STATED TASK. State how many lines in the items below contain the word "hair". Give only the number.

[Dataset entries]
- - - - - - -

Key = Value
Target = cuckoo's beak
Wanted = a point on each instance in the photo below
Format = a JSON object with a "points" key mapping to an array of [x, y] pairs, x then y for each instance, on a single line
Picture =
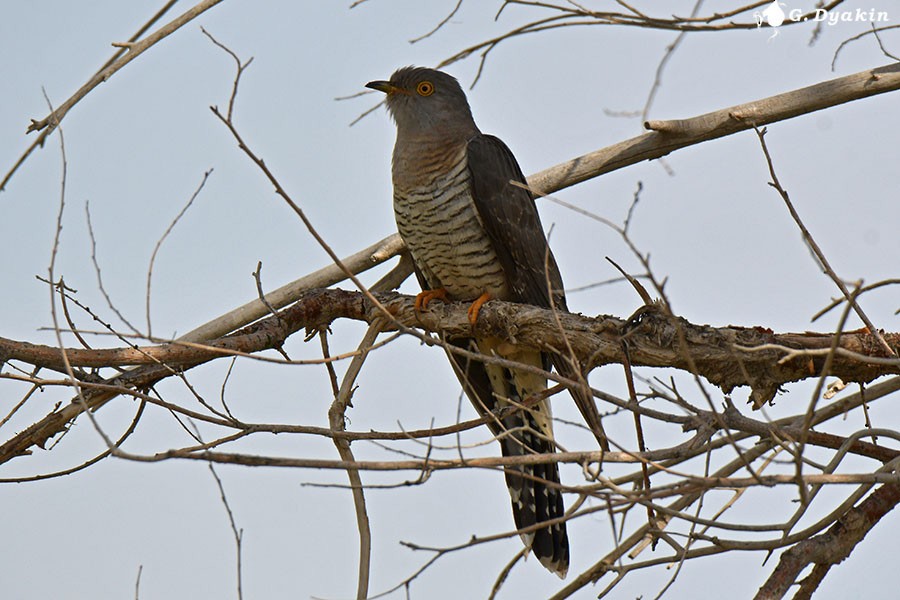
{"points": [[385, 86]]}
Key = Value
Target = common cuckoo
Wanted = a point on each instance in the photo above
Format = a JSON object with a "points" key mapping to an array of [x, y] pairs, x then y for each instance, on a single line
{"points": [[474, 236]]}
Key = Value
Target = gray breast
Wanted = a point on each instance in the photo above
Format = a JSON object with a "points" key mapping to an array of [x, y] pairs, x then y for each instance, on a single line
{"points": [[437, 219]]}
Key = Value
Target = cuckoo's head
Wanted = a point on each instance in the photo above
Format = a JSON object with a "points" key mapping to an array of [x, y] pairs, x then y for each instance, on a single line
{"points": [[424, 101]]}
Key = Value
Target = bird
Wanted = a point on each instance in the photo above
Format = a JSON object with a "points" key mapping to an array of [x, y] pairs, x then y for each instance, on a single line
{"points": [[475, 236]]}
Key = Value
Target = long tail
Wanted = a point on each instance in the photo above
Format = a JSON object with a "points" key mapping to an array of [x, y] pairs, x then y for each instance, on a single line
{"points": [[535, 494], [534, 489]]}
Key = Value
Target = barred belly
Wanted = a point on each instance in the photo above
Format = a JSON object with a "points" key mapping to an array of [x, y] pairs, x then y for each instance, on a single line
{"points": [[439, 223]]}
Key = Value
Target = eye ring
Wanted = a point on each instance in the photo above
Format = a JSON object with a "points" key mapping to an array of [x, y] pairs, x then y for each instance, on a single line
{"points": [[425, 88]]}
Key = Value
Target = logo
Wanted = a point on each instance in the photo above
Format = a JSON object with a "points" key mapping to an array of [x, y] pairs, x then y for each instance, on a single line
{"points": [[774, 16]]}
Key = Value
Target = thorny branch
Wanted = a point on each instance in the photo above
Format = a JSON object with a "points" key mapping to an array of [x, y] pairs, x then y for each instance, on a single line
{"points": [[722, 449]]}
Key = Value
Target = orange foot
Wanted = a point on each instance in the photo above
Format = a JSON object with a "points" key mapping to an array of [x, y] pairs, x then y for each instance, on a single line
{"points": [[423, 298], [476, 306]]}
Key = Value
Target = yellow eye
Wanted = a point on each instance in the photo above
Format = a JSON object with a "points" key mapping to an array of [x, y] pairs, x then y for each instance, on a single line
{"points": [[425, 88]]}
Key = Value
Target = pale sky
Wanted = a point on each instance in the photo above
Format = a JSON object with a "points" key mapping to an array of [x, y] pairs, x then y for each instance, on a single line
{"points": [[137, 148]]}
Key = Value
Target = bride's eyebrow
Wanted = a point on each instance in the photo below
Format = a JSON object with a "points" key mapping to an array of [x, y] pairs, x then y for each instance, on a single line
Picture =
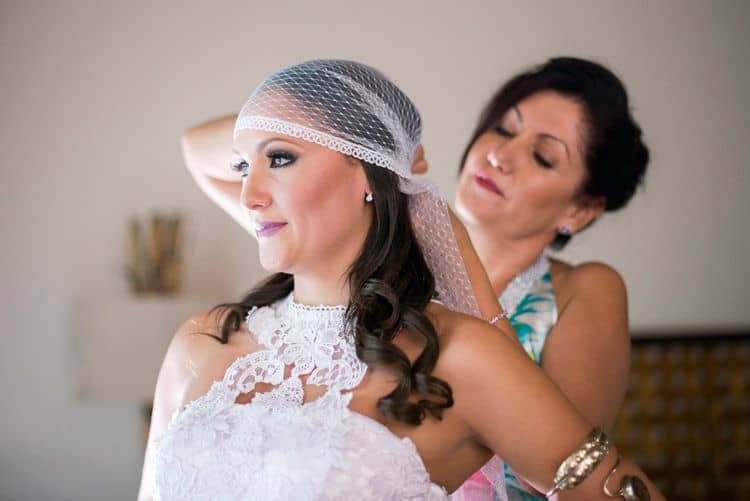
{"points": [[259, 147]]}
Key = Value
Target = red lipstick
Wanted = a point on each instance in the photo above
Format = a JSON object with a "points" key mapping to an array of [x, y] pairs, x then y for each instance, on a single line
{"points": [[268, 229]]}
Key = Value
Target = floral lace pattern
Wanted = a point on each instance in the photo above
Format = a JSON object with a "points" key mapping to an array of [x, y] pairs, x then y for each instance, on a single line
{"points": [[279, 447]]}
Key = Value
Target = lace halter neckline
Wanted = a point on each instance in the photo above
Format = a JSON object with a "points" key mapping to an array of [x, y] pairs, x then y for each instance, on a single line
{"points": [[521, 283], [280, 444], [300, 316]]}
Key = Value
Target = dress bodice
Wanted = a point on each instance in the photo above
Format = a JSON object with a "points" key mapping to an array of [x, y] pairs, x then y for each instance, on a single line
{"points": [[280, 445]]}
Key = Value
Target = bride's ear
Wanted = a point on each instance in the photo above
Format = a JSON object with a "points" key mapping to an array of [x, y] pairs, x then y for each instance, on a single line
{"points": [[419, 165]]}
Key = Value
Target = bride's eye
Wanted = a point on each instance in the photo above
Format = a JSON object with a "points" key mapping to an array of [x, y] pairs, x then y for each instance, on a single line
{"points": [[281, 159], [240, 166]]}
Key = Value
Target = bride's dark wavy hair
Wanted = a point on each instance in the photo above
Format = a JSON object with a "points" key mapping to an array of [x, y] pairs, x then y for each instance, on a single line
{"points": [[390, 282], [390, 287]]}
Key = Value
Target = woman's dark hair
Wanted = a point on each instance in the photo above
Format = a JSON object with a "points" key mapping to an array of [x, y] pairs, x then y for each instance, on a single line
{"points": [[615, 155]]}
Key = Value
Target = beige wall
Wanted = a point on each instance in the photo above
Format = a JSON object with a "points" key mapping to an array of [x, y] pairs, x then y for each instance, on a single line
{"points": [[95, 97]]}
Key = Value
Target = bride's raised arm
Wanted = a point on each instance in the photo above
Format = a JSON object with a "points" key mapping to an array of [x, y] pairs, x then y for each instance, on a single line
{"points": [[518, 413]]}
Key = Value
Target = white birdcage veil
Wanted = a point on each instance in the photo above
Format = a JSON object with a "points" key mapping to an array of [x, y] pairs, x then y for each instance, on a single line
{"points": [[353, 109]]}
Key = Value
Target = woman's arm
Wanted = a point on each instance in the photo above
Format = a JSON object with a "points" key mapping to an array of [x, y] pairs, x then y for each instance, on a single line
{"points": [[517, 412], [207, 150], [488, 304], [170, 386], [592, 336]]}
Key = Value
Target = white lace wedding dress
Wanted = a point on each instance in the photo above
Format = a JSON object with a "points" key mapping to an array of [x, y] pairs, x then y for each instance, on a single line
{"points": [[280, 446]]}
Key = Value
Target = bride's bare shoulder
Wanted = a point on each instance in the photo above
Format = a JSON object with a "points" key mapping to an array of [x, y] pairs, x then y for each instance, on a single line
{"points": [[469, 345], [196, 356]]}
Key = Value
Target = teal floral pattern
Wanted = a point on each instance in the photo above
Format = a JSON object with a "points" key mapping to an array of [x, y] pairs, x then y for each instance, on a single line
{"points": [[532, 320]]}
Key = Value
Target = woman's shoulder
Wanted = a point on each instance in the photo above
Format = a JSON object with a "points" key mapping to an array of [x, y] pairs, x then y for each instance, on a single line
{"points": [[463, 337], [592, 277], [196, 357]]}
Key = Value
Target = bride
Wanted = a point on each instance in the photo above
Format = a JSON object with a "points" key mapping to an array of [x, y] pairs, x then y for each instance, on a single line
{"points": [[355, 371]]}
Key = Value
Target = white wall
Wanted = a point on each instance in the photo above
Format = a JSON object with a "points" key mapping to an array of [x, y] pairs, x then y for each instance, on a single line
{"points": [[95, 97]]}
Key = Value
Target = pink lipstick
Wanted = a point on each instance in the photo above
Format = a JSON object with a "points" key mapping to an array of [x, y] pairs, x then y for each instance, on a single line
{"points": [[487, 183], [267, 229]]}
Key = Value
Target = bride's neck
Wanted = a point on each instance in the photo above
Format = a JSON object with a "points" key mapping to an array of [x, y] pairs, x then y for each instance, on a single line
{"points": [[314, 290]]}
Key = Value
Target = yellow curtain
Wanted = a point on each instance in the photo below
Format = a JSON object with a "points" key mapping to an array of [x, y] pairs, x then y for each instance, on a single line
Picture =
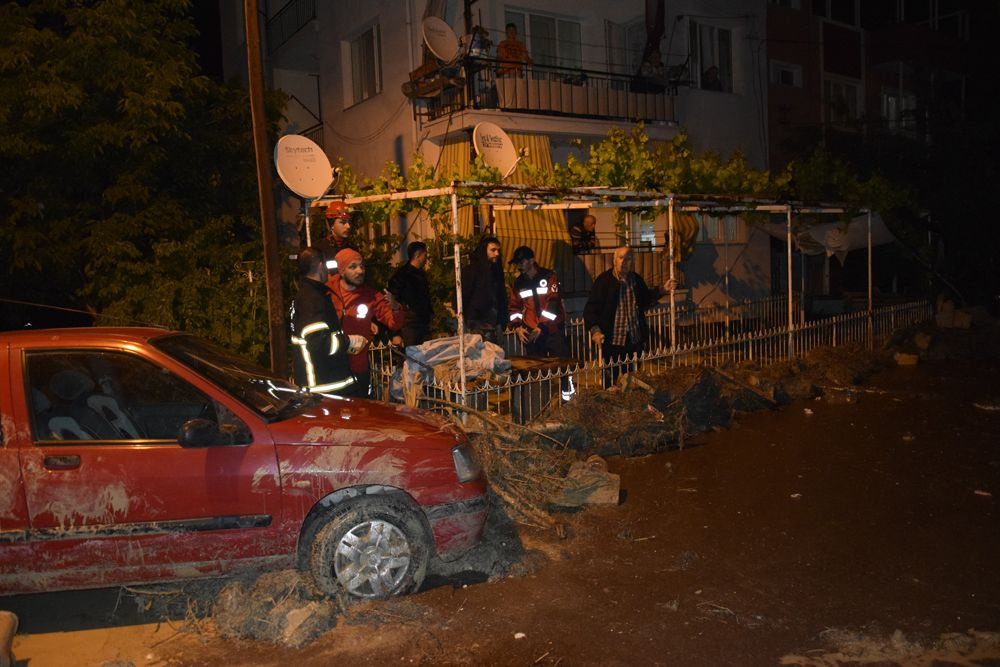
{"points": [[544, 231]]}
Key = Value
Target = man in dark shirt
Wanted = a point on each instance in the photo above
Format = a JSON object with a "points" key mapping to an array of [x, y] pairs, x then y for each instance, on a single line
{"points": [[410, 287], [321, 364]]}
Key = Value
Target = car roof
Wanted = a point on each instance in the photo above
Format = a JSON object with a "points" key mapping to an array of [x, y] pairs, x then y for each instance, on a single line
{"points": [[83, 334]]}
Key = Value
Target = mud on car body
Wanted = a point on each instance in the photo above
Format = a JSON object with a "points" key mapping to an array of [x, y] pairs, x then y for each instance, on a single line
{"points": [[139, 455]]}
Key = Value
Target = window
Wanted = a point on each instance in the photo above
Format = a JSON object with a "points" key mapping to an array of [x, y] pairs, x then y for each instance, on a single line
{"points": [[899, 111], [551, 40], [363, 65], [725, 229], [841, 101], [711, 51], [786, 74], [109, 396]]}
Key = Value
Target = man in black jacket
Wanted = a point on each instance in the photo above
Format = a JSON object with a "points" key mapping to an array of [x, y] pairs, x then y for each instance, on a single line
{"points": [[321, 364], [615, 314], [409, 285], [484, 294]]}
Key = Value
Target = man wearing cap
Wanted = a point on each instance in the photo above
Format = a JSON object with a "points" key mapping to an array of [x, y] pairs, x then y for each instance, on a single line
{"points": [[322, 362], [537, 311], [358, 305], [338, 223]]}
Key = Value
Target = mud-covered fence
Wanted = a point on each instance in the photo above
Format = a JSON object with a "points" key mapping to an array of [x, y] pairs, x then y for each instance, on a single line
{"points": [[692, 324], [523, 396]]}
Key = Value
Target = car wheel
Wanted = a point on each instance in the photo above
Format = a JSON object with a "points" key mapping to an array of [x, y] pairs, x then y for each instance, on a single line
{"points": [[373, 547]]}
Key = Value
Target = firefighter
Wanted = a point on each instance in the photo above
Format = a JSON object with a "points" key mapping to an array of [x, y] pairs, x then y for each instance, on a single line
{"points": [[359, 307], [321, 364], [338, 225], [537, 312]]}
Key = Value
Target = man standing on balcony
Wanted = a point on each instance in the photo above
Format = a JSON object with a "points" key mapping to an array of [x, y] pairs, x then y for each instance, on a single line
{"points": [[512, 54], [615, 314], [537, 312]]}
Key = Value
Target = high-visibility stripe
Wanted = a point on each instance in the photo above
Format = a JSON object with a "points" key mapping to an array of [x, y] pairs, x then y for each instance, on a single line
{"points": [[332, 386], [313, 328]]}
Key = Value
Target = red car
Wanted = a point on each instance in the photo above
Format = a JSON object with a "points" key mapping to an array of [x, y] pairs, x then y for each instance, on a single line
{"points": [[141, 455]]}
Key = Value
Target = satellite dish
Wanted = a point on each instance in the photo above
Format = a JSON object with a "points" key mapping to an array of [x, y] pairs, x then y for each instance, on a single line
{"points": [[440, 38], [303, 166], [495, 147]]}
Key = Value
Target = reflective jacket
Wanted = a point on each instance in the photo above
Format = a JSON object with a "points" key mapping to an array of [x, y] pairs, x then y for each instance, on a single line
{"points": [[536, 302], [356, 309], [321, 363]]}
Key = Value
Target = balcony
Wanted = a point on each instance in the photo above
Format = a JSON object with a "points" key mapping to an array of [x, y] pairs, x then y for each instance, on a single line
{"points": [[552, 91]]}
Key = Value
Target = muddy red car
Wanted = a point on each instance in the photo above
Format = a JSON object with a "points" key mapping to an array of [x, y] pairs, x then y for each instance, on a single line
{"points": [[140, 455]]}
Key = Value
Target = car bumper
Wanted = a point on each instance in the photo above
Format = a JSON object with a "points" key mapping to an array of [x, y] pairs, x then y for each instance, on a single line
{"points": [[458, 526]]}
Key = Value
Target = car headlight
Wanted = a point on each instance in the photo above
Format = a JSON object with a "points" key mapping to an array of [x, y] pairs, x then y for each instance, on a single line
{"points": [[466, 466]]}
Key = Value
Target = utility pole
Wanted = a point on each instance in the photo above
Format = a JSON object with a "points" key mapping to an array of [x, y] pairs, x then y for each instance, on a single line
{"points": [[272, 265]]}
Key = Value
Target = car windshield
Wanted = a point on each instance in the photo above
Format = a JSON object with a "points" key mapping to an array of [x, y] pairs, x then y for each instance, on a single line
{"points": [[258, 388]]}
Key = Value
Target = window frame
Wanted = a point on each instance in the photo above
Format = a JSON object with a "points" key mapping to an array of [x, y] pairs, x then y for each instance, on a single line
{"points": [[695, 49], [354, 86]]}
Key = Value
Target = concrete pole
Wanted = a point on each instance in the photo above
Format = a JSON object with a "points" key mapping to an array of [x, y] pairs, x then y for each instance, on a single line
{"points": [[670, 251], [791, 312], [272, 266]]}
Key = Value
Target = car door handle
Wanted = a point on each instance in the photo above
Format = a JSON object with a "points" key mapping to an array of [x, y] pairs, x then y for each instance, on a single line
{"points": [[62, 462]]}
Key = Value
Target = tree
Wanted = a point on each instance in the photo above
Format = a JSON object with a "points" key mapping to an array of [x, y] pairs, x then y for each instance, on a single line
{"points": [[128, 177]]}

- - - - - - -

RESULT. 2